§ **Set task**
Reproduce verbatim the lines of the items below, from the line with "position of pale" to the line with "xmin=457 ymin=460 xmax=741 ymax=1024", including both of those lines.

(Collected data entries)
_ _ _ _
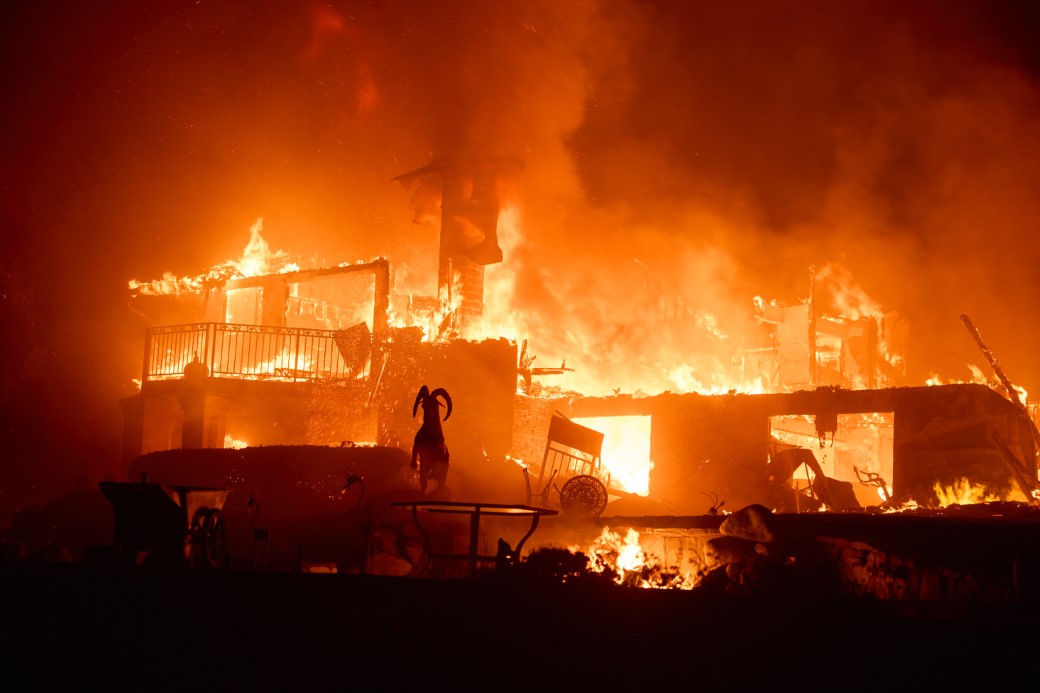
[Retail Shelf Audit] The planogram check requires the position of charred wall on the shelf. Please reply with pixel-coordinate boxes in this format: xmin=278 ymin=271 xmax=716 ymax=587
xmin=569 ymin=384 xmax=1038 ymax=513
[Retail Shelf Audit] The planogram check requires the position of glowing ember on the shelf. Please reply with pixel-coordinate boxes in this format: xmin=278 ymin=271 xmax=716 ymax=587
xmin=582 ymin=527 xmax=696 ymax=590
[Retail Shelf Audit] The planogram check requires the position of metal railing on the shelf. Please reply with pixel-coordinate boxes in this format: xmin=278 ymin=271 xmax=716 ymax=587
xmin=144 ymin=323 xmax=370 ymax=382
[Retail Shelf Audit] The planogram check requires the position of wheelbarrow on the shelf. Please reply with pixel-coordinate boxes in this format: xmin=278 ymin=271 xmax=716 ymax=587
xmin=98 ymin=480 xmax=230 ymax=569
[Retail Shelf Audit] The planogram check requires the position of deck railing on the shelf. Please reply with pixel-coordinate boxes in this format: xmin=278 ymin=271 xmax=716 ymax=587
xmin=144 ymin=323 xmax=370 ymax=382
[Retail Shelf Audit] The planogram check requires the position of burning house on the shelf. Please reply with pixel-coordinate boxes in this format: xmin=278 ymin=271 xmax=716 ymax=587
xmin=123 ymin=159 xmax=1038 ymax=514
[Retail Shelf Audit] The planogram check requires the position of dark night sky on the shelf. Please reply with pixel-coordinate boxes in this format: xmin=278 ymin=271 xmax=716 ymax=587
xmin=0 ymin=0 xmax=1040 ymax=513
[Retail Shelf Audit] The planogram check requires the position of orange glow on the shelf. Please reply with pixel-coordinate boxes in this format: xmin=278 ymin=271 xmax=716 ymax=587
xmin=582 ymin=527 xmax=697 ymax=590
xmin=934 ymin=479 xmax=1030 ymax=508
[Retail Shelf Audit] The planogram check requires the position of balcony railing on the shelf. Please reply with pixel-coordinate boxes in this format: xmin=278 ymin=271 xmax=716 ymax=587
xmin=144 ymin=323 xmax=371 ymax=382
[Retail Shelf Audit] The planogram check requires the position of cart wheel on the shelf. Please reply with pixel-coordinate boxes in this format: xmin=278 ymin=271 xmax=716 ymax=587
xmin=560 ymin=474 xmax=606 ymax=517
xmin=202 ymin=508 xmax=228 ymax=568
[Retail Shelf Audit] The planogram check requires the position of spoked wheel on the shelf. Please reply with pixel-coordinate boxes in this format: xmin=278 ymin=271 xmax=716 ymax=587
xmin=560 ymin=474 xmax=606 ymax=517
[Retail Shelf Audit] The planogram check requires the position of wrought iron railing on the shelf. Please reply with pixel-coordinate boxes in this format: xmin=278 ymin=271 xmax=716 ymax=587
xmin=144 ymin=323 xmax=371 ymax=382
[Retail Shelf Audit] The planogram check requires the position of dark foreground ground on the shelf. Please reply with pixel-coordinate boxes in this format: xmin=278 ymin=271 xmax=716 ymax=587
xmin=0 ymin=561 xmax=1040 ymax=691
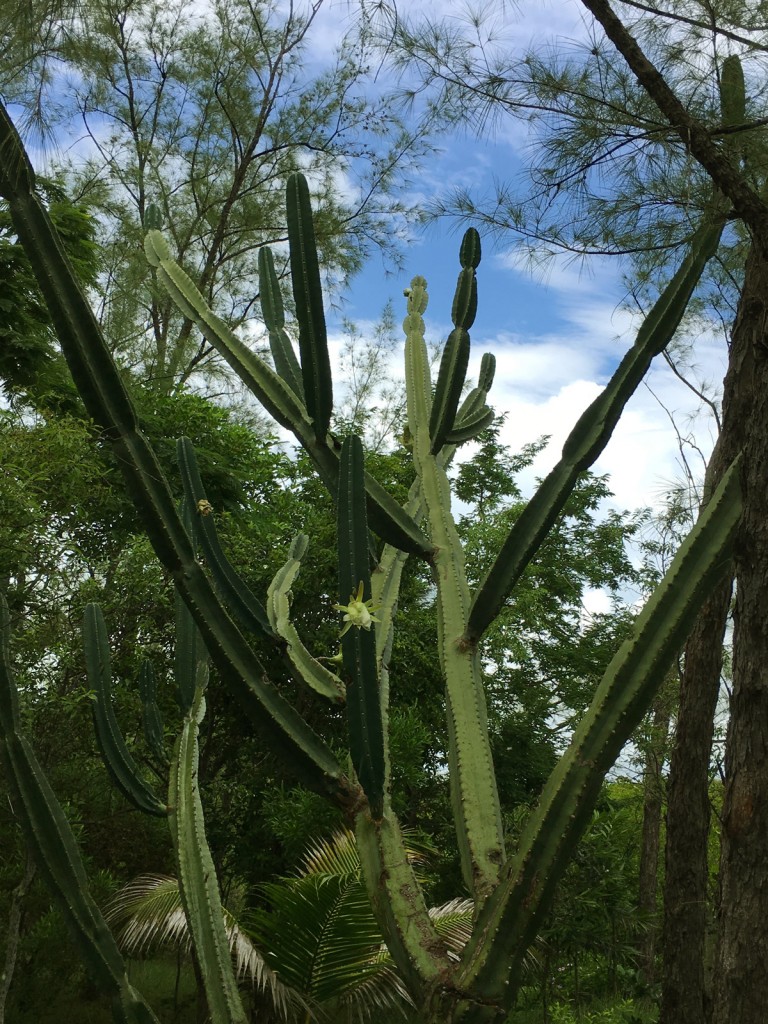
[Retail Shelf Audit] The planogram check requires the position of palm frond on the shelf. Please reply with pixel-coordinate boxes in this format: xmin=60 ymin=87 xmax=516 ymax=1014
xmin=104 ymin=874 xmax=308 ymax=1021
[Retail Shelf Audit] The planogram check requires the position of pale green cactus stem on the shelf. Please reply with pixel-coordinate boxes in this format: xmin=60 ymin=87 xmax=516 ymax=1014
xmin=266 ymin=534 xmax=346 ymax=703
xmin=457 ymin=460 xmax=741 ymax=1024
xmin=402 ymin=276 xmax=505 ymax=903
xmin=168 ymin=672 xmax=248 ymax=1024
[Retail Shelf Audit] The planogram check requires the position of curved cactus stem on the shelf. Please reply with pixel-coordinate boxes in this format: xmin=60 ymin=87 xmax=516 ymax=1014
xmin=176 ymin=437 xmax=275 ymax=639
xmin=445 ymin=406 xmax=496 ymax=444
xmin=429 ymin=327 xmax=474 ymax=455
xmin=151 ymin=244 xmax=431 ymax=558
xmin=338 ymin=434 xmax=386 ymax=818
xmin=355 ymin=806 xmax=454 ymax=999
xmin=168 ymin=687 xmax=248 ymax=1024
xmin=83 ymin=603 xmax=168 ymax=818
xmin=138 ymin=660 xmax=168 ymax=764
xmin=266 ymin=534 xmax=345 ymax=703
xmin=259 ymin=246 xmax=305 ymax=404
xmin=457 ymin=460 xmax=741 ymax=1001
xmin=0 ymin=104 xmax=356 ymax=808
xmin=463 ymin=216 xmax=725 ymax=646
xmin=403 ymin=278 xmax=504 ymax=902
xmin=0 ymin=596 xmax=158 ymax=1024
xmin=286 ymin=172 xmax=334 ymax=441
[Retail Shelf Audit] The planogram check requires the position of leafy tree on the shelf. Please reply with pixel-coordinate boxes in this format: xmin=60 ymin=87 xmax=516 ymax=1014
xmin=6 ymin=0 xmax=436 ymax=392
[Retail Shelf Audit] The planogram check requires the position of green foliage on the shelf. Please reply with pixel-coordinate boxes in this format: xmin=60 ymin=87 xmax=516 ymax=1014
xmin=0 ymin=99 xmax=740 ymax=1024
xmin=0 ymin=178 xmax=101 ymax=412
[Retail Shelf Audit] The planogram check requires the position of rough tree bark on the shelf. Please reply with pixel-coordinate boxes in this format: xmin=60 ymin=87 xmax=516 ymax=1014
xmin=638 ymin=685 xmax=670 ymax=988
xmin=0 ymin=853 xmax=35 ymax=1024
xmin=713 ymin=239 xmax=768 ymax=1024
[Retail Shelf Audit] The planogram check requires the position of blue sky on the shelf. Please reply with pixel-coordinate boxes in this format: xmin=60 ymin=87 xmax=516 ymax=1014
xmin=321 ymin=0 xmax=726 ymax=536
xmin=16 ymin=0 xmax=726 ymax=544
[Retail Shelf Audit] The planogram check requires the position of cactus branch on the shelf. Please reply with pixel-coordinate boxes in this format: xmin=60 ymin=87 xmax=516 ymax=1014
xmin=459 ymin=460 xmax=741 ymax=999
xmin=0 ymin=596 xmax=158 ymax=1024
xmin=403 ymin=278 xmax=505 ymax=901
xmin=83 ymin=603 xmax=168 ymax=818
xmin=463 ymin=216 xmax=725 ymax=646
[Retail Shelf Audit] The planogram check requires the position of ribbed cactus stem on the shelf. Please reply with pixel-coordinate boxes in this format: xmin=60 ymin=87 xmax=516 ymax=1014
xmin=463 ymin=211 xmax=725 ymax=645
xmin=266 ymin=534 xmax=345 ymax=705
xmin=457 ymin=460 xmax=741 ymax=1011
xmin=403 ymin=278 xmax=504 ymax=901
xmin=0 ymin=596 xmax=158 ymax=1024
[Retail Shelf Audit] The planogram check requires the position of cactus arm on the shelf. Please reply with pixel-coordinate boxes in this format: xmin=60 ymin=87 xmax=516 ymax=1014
_ _ _ _
§ **Exercise response**
[Retail Shelf Audit] The planogram check requires the position of pale green cactus stem on the shelf. Please reply with pixel-coordinate boxes in this format: xmin=60 ymin=87 xmax=516 ymax=1014
xmin=266 ymin=534 xmax=346 ymax=703
xmin=457 ymin=460 xmax=741 ymax=1024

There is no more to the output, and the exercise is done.